- **やること**:
a) 利是の紹介文のうち、「旧正月だけではなく、香港のお」から「て利是を渡すこともあります。」までを、両端の語句も含めてそのまま繰り返すこと。
b) 利是の紹介文によると、中国本土では利是を何と呼ぶか。

- **提供テキスト**:
————
旧正月だけではなく、香港のお祝い事には欠かせない利是。日本のお年玉のようであり、お年玉とはちょっと異なるユニークな習慣です。知らないと恥をかく?!香港の利是事情をご紹介!
こんにちは、香港ナビです。旧正月まであとわずか、年の瀬の慌しさと、お正月を迎える喜びで、ただいま香港はいつにも増して活気にあふれています。さて、お正月の風物詩といえばお年玉ですが、実は、ここ香港にもお年玉を配る習慣があるんですよ。しかも、香港では日本のように自分や親戚の子どもにだけ配ればいいというものではなく、ポケットティッシュのごとく、いろいろな人に配らなければいけないという、変わった慣わしなのです。今回は旧正月に先駆けて、香港の「利是」事情をお伝えします!
利是とは
結婚式でも利是をもらいます
「利是(ライシー)」とは、旧正月などに配るお金のこと。赤い袋や紙に包んで渡されるため、中国本土では「紅包(ホンバオ)」と呼ばれます。地域により少しずつ渡し方が異なりますが、中華圏で同じような習慣があります。旧正月のほかにも結婚式、誕生日、出産などのお祝い金として利是を渡すこともあります。
※日本だとお年玉袋(ぽち袋)といったところでしょうか。
————
- **保存データ**:
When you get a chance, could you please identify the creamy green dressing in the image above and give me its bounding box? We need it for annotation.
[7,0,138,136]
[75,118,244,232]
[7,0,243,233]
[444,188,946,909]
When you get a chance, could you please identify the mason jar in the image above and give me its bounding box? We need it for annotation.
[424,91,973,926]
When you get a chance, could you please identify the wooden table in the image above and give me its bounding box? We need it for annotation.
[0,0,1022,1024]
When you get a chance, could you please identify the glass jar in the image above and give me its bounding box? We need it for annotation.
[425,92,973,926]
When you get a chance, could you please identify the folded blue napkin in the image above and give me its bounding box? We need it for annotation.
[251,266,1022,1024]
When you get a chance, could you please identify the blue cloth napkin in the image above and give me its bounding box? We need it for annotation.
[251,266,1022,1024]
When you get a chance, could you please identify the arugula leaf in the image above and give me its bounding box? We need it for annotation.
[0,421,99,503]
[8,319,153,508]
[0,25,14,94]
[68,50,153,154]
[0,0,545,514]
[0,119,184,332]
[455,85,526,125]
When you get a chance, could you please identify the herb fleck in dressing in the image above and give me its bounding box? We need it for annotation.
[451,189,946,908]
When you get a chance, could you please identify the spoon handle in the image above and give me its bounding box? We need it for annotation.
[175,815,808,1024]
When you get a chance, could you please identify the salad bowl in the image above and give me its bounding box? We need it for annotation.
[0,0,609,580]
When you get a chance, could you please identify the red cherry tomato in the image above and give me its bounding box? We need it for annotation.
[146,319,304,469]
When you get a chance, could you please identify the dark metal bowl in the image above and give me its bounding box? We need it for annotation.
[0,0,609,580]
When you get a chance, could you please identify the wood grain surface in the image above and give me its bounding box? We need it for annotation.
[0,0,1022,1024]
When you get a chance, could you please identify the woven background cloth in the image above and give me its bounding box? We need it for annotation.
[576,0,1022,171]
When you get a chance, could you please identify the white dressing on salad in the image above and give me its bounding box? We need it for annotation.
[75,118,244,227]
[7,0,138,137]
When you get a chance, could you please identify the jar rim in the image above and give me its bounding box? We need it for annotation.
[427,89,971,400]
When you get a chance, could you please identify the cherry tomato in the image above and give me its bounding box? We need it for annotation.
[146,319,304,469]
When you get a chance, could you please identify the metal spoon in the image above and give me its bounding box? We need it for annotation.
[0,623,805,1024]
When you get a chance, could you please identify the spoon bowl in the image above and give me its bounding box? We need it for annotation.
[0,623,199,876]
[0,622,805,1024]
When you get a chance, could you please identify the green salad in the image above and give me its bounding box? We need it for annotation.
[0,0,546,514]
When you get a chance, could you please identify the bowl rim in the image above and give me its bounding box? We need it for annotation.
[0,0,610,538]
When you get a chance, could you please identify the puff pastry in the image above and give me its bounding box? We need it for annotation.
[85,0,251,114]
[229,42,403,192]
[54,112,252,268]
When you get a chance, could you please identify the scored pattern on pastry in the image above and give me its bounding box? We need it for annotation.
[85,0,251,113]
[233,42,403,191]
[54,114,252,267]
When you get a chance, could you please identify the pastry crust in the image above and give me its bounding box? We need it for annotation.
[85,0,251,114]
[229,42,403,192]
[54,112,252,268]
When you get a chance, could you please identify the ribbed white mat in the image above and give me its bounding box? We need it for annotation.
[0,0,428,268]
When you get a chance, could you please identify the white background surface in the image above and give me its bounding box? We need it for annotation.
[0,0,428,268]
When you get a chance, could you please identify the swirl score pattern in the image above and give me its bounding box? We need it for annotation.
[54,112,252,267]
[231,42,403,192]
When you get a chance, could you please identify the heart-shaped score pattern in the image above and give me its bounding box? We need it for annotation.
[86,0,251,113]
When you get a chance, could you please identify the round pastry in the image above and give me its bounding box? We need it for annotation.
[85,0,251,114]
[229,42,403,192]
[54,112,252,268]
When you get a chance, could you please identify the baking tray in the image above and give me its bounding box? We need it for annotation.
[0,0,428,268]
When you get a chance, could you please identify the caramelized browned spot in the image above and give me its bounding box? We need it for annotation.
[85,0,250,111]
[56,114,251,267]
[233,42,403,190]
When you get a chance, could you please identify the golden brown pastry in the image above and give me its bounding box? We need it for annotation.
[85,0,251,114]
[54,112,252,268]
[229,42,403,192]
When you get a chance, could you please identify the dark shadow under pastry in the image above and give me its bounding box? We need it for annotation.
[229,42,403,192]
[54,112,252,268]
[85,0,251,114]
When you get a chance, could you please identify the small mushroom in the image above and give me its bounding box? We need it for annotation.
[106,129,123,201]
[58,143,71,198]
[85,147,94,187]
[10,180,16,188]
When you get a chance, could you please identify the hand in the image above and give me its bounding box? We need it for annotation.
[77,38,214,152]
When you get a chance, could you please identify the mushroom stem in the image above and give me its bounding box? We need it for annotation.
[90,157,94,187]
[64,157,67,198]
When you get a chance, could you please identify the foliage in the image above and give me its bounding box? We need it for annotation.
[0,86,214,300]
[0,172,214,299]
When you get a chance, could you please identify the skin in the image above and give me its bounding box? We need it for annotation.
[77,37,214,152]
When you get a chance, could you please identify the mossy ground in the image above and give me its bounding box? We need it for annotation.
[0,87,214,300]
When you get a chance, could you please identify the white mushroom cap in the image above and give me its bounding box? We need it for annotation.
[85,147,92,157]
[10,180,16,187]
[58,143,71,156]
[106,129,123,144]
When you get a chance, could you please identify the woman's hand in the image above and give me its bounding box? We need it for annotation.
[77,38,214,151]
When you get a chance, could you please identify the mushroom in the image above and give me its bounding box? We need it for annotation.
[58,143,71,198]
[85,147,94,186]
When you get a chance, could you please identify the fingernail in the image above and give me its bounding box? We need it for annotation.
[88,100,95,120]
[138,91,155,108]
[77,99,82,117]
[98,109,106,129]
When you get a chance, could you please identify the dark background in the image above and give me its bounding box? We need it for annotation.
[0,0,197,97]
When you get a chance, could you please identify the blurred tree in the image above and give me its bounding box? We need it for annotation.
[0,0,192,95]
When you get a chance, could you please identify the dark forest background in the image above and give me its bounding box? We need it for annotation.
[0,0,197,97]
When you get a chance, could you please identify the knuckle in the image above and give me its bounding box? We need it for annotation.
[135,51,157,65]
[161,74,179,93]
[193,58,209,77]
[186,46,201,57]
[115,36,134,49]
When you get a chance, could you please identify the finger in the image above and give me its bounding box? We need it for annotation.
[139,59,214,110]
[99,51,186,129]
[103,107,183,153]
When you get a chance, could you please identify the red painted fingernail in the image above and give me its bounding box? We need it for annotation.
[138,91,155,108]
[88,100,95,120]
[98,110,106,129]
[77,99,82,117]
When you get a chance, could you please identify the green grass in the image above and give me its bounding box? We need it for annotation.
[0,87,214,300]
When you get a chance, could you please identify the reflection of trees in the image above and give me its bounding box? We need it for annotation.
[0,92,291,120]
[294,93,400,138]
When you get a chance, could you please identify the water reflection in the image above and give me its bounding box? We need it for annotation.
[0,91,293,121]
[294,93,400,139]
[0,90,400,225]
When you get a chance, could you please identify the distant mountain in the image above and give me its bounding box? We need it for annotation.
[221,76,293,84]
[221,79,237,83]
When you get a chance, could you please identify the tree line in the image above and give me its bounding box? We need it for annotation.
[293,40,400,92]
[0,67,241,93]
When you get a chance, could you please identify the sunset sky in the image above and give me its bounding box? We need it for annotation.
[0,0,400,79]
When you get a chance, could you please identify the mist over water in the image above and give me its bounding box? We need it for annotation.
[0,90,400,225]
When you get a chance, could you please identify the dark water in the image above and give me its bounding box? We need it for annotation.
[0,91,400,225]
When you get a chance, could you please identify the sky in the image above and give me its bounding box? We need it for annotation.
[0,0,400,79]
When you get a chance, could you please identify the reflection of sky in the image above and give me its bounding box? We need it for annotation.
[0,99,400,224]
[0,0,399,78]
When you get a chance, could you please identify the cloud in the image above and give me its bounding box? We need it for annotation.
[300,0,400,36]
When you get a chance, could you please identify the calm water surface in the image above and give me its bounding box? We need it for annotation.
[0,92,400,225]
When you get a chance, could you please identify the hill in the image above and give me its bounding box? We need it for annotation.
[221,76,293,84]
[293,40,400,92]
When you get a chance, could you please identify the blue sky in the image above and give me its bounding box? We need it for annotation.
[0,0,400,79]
————
- **解答**:
a)
旧正月だけではなく、香港のお祝い事には欠かせない利是。日本のお年玉のようであり、お年玉とはちょっと異なるユニークな習慣です。知らないと恥をかく?!香港の利是事情をご紹介!
こんにちは、香港ナビです。旧正月まであとわずか、年の瀬の慌しさと、お正月を迎える喜びで、ただいま香港はいつにも増して活気にあふれています。さて、お正月の風物詩といえばお年玉ですが、実は、ここ香港にもお年玉を配る習慣があるんですよ。しかも、香港では日本のように自分や親戚の子どもにだけ配ればいいというものではなく、ポケットティッシュのごとく、いろいろな人に配らなければいけないという、変わった慣わしなのです。今回は旧正月に先駆けて、香港の「利是」事情をお伝えします!
利是とは
結婚式でも利是をもらいます
「利是(ライシー)」とは、旧正月などに配るお金のこと。赤い袋や紙に包んで渡されるため、中国本土では「紅包(ホンバオ)」と呼ばれます。地域により少しずつ渡し方が異なりますが、中華圏で同じような習慣があります。旧正月のほかにも結婚式、誕生日、出産などのお祝い金として利是を渡すこともあります。

b) 紅包(ホンバオ)